--- EXERCISE TASK ---
Quote each line exactly, from the line that contains "Task: place one keypoint per instance of the billowing" down to the last line of the listing, and no other lines.

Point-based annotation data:
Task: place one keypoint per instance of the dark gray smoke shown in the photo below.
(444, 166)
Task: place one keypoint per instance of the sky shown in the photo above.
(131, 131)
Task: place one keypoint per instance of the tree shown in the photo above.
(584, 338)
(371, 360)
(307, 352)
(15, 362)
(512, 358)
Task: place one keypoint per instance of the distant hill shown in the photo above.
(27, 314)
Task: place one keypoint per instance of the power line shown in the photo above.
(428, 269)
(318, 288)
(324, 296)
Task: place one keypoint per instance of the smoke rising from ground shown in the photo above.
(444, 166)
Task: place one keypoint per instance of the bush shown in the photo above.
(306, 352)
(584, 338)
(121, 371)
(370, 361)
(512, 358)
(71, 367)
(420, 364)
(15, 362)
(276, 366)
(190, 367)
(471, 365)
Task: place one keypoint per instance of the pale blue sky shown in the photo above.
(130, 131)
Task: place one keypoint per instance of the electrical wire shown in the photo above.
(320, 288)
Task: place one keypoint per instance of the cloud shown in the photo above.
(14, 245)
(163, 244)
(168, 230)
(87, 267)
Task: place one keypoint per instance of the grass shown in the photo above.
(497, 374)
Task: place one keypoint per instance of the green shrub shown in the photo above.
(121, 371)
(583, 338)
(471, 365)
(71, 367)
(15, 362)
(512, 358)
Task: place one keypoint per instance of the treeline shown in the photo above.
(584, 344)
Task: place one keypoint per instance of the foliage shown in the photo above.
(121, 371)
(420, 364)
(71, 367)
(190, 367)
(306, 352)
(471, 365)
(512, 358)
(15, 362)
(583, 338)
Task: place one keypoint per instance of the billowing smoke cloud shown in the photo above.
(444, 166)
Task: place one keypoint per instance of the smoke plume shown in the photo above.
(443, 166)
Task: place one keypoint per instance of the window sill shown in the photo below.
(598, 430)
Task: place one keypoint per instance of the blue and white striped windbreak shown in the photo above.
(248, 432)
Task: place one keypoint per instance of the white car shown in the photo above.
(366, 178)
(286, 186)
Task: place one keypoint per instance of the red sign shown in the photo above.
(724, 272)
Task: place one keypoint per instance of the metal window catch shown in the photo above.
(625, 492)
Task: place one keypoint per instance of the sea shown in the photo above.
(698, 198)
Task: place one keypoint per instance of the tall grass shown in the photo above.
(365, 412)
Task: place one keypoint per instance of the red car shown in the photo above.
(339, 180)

--- WRITTEN ANSWER ---
Task: place one keypoint per instance of the billowing smoke cloud shown in the photo above.
(444, 166)
Task: place one keypoint per instance of the smoke plume shown in the photo above.
(443, 166)
Task: place one keypoint per instance of the window sill shown in the photo below.
(598, 430)
Task: place one keypoint per instance of the blue and white striped windbreak shown in the photo above.
(248, 432)
Task: place one keypoint per instance of the white car shown in the photo above.
(366, 178)
(286, 186)
Task: place one keypoint per instance of the red sign shown in the photo above.
(724, 272)
Task: place one keypoint per instance of the metal window catch shown in the photo above.
(625, 492)
Task: place one keypoint per instance of the sea shown in the photo above.
(698, 198)
Task: place one keypoint per instance of the tall grass shown in the photo above.
(365, 412)
Task: place one keypoint per instance of the red car shown in the photo above.
(339, 180)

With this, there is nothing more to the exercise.